_What the task asks_. Render every line of the listing below as a Markdown table with the columns "Row" and "Line," skipping blank lines and leaving out the pictures.

(Image region outline listing)
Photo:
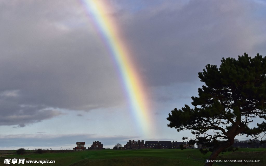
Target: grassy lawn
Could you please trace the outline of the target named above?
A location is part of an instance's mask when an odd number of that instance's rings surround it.
[[[9,152],[9,151],[10,152]],[[15,154],[9,151],[7,154],[0,152],[0,166],[11,165],[180,165],[197,166],[204,165],[210,154],[205,155],[198,149],[157,150],[87,150],[65,152],[53,152],[52,151],[41,154],[29,153],[23,155]],[[221,154],[218,159],[242,159],[266,158],[266,149],[240,149],[237,152],[227,152]],[[25,159],[31,160],[54,160],[55,164],[3,164],[5,159]],[[260,163],[215,163],[214,165],[264,165],[263,161]]]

_Solution to this problem_.
| Row | Line |
|---|---|
| 1 | Photo: |
| 2 | Target: grassy lawn |
| 3 | Could you please trace the outline of the target named above? |
| 4 | A location is part of an instance's mask when an odd number of that instance's rings surround it. |
| 5 | [[[9,152],[9,151],[10,152]],[[15,154],[9,151],[7,154],[0,152],[0,166],[11,165],[180,165],[197,166],[204,165],[210,154],[205,155],[198,149],[157,150],[87,150],[65,152],[53,152],[52,151],[41,154],[29,153],[23,155]],[[221,154],[218,159],[242,159],[266,158],[266,149],[240,149],[237,152],[227,152]],[[25,159],[31,160],[54,160],[55,164],[3,164],[5,159]],[[260,163],[215,163],[214,165],[264,165],[263,161]]] |